REQUIREMENT ::
Please write out the full listing beneath this line exactly, skipping its images.
*** Opening of AVAILABLE DATA ***
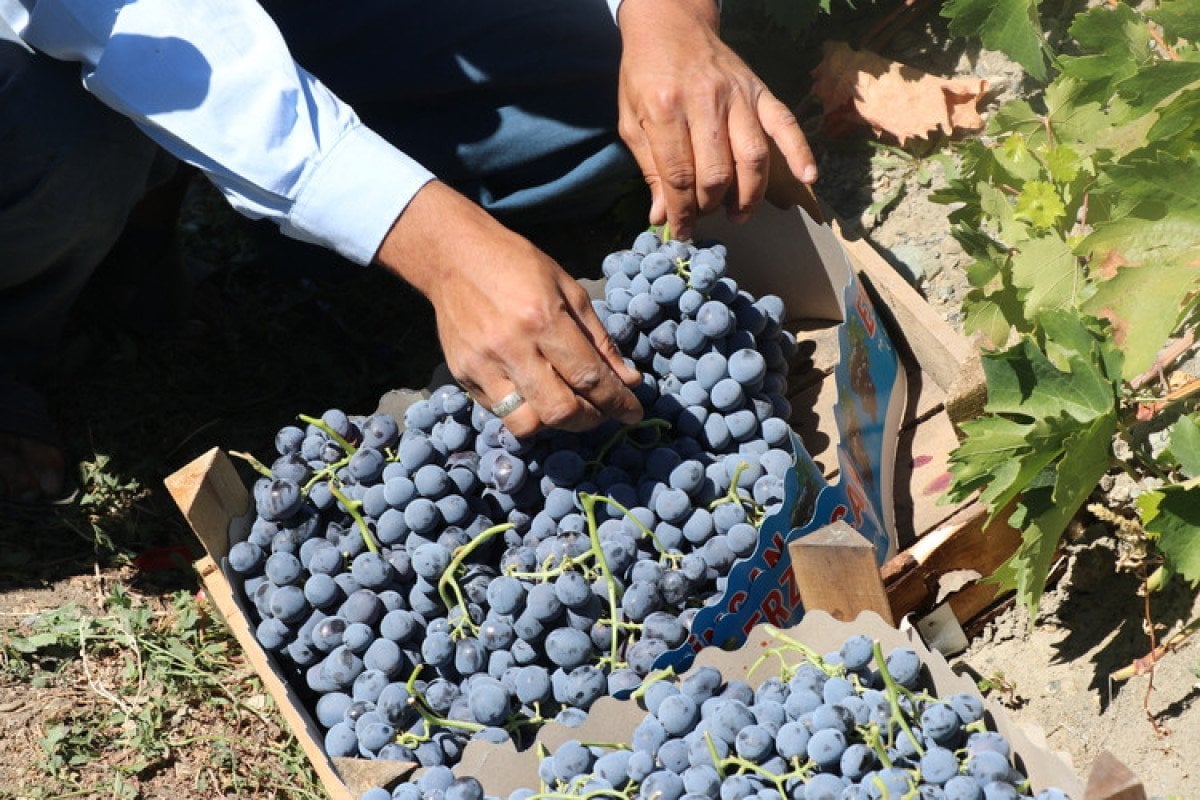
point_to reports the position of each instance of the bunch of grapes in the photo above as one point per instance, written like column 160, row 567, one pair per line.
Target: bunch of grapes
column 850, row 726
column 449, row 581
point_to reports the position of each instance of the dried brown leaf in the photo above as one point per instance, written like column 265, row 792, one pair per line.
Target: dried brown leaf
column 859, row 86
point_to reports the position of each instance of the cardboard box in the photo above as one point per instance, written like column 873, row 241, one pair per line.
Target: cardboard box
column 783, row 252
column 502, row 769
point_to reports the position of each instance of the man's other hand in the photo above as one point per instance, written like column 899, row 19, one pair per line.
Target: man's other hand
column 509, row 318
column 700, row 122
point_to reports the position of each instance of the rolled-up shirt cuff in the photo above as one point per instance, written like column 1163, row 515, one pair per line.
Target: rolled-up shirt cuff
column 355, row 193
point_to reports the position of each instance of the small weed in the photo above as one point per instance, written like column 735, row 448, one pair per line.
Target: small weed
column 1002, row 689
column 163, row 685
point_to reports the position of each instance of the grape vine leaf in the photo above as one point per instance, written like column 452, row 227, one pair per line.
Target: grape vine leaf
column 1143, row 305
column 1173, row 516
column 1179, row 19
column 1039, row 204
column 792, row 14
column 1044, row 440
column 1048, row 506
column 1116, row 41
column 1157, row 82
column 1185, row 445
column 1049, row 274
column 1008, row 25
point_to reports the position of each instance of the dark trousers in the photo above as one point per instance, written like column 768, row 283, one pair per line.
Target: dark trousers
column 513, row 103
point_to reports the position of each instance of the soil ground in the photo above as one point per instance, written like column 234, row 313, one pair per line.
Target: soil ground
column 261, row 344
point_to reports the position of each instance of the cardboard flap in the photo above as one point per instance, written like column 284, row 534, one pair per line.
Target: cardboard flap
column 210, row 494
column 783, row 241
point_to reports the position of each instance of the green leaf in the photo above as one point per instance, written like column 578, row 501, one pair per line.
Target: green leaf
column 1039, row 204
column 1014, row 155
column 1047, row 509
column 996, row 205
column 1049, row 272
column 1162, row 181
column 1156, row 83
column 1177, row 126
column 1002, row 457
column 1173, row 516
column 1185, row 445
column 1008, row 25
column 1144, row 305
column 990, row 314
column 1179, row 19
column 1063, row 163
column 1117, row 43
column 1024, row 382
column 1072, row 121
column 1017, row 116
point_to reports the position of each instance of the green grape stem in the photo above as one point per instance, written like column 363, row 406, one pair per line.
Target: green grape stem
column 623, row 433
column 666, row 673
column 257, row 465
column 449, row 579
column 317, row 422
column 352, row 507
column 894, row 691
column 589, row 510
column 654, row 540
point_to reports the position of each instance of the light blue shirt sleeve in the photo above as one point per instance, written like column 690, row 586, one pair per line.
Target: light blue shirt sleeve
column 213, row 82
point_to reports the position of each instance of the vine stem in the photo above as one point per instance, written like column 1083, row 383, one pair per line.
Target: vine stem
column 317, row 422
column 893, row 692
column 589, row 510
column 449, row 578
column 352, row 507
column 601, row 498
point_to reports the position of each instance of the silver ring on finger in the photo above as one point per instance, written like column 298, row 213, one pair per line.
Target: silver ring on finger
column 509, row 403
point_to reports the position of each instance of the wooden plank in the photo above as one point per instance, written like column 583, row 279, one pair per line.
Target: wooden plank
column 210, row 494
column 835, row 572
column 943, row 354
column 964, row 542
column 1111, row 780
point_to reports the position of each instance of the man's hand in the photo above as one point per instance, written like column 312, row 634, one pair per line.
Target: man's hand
*** Close of AVAILABLE DATA ***
SOLUTION BELOW ::
point_to reports the position of each instance of the bunch of grapes in the photo above as one point per instance, written like column 160, row 567, one pair per line.
Target: bunch of grapes
column 850, row 726
column 449, row 581
point_to reports the position of each instance of the dried brown leaf in the photo above as one point per instance, written like column 265, row 792, one pair per line.
Target: dried brown leaf
column 859, row 86
point_to reports the position of each instance of the cardboard box in the photo above as one point per instance, written like column 873, row 241, one pair per line.
Target: cardboard box
column 783, row 252
column 502, row 769
point_to reports the position of each instance of the man's other hand in the photo above as one point per instance, written like column 899, row 19, one pair per line.
Target: man's other hand
column 509, row 318
column 700, row 122
point_to reports the position of each instance of the rolled-up shirt cuff in the photo above as one point per instance, written like column 1163, row 515, one pair per line.
Target: rolled-up shirt cuff
column 355, row 193
point_to reports the position of each instance of the small weed in the photo above as one point per instance, written like column 735, row 448, one pair per line.
Target: small weed
column 1002, row 689
column 163, row 685
point_to reports the position of each instance of the grape vine leaf in the photo above as one point per instance, written like column 452, row 227, one pair per line.
Target: grape vine leaf
column 1143, row 305
column 1173, row 516
column 1179, row 19
column 1039, row 204
column 792, row 14
column 1044, row 440
column 1048, row 506
column 1116, row 41
column 1157, row 82
column 1185, row 445
column 1049, row 274
column 1008, row 25
point_to reports the position of each instance of the dark trousers in the photo above as one point per instance, written like column 768, row 283, one pair per line.
Target: dark trousers
column 513, row 103
point_to reports the position of each instance of the soil ground in the photo above as one point per instance, written like column 234, row 313, one pair per line.
Target: soil ground
column 261, row 344
point_to reports the position of each instance of the cardboard flap in the photo above as one point per instance, written like column 284, row 534, one pair per line.
Target: cardboard flap
column 210, row 494
column 783, row 241
point_to reports the position of each instance of the green leaf in the photo above as one point per instance, written like column 578, row 501, one pair per line.
Target: green leaf
column 1039, row 204
column 1014, row 155
column 1047, row 509
column 996, row 205
column 1049, row 272
column 1162, row 181
column 1156, row 83
column 1177, row 126
column 1002, row 457
column 1173, row 516
column 1185, row 445
column 1008, row 25
column 1144, row 305
column 990, row 314
column 1179, row 19
column 1063, row 163
column 1117, row 43
column 1024, row 382
column 1072, row 121
column 1017, row 116
point_to reports the position of each instance of the green grape stem in the photo above as one point per instance, written like column 363, row 406, one pair per line.
Target: green grape stem
column 623, row 433
column 666, row 673
column 257, row 465
column 449, row 579
column 317, row 422
column 352, row 507
column 894, row 691
column 589, row 510
column 654, row 540
point_to reports the position of each instance of the light blue shirt sleeve in the photo above as one point per instance, written like column 690, row 586, one pair per line.
Target: light blue shirt sleeve
column 213, row 82
point_to reports the position of each instance of the vine stem in the photo above as one point per instance, written like column 1083, row 383, one pair per line.
Target: vine stem
column 317, row 422
column 893, row 692
column 589, row 510
column 449, row 578
column 352, row 507
column 601, row 498
point_to reports the position of each instance of the silver ring on finger in the photo above as one point per instance, written like column 298, row 213, one pair per line.
Target: silver ring on finger
column 509, row 403
point_to reports the position of each instance of the wooden plank in the photo above as one point per instance, written like column 583, row 279, one pair per line.
Target: wooden plank
column 210, row 494
column 835, row 572
column 943, row 354
column 964, row 542
column 1111, row 780
point_to reports the position of each instance of the man's hand in the photo above as one point per instance, written like column 312, row 634, one pair per line.
Target: man's hand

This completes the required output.